* start *

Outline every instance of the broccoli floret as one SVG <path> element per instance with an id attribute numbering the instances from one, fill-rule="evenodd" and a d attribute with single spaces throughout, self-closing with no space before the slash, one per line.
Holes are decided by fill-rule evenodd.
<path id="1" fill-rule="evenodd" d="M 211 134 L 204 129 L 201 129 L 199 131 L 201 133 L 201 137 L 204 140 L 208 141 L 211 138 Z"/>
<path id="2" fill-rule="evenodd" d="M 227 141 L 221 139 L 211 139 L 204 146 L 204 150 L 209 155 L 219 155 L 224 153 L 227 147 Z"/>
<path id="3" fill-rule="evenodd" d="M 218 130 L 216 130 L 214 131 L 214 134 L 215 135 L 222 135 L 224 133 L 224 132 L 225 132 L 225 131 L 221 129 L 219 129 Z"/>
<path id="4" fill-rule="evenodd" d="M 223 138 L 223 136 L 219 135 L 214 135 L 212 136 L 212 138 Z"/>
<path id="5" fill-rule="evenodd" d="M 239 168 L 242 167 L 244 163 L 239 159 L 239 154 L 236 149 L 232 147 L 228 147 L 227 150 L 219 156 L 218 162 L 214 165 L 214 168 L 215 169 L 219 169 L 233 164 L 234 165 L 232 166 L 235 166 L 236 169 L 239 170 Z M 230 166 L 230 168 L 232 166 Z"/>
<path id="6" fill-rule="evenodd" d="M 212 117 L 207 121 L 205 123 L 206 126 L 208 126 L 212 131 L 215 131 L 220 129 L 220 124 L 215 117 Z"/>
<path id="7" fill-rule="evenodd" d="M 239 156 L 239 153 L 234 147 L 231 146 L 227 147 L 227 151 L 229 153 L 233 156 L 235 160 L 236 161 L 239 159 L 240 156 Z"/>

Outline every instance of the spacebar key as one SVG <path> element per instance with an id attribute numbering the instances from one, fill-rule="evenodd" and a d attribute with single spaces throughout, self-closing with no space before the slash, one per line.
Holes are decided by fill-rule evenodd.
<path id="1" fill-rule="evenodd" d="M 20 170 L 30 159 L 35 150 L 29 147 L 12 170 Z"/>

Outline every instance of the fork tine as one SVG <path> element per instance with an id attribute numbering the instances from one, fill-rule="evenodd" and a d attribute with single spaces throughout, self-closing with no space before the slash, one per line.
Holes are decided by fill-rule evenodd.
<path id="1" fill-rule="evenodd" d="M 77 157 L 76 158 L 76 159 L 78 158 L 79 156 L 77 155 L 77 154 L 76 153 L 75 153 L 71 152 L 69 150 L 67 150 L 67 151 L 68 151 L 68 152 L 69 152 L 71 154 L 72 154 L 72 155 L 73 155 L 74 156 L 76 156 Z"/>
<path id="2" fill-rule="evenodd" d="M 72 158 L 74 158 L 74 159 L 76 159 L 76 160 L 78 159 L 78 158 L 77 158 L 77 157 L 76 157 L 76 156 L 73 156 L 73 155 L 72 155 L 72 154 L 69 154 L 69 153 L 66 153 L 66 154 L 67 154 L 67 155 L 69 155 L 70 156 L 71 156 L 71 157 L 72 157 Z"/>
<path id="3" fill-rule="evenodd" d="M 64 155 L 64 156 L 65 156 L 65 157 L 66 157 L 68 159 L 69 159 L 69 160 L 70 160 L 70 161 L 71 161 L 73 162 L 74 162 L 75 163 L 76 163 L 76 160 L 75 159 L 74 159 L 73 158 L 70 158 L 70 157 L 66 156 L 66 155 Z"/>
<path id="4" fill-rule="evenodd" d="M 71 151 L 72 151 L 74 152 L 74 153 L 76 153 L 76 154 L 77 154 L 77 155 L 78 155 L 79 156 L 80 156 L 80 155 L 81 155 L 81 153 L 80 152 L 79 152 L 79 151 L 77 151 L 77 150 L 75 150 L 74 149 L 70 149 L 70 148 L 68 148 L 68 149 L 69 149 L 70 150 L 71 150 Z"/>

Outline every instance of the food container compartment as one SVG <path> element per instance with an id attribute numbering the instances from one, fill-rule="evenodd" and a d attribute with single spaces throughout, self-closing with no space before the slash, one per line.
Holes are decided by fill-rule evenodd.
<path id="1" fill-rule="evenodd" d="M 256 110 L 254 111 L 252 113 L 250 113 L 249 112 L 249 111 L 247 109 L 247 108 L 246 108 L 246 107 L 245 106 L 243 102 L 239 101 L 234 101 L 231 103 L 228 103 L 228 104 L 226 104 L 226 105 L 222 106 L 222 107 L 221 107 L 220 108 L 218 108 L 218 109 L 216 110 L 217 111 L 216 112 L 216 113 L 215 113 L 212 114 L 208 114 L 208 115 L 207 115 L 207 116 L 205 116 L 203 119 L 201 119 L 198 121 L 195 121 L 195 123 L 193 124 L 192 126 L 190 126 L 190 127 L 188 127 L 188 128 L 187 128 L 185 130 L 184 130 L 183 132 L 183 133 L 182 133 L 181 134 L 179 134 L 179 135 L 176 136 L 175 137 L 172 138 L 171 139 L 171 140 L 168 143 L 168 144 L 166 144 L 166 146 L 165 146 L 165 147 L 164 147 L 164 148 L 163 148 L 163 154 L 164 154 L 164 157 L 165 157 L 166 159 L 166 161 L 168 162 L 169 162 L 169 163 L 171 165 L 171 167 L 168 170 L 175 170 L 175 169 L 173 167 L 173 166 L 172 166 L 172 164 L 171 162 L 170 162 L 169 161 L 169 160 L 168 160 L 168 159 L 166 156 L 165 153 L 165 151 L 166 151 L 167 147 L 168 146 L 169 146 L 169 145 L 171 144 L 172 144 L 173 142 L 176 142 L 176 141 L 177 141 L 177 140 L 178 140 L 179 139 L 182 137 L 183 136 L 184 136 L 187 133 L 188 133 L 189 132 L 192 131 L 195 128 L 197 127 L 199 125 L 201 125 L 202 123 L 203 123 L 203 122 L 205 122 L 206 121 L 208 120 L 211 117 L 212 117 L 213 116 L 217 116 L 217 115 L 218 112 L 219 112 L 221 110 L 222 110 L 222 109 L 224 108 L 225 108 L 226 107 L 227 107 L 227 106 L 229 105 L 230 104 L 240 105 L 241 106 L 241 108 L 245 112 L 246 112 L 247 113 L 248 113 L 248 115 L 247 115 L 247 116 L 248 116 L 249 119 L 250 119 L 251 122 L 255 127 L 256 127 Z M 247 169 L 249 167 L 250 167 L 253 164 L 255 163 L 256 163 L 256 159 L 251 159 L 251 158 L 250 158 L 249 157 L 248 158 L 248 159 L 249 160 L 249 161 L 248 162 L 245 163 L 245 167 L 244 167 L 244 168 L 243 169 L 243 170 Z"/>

* end *

■ Given task
Count the lines of the records above that contain the string 'single', and give only that number.

■ Task output
4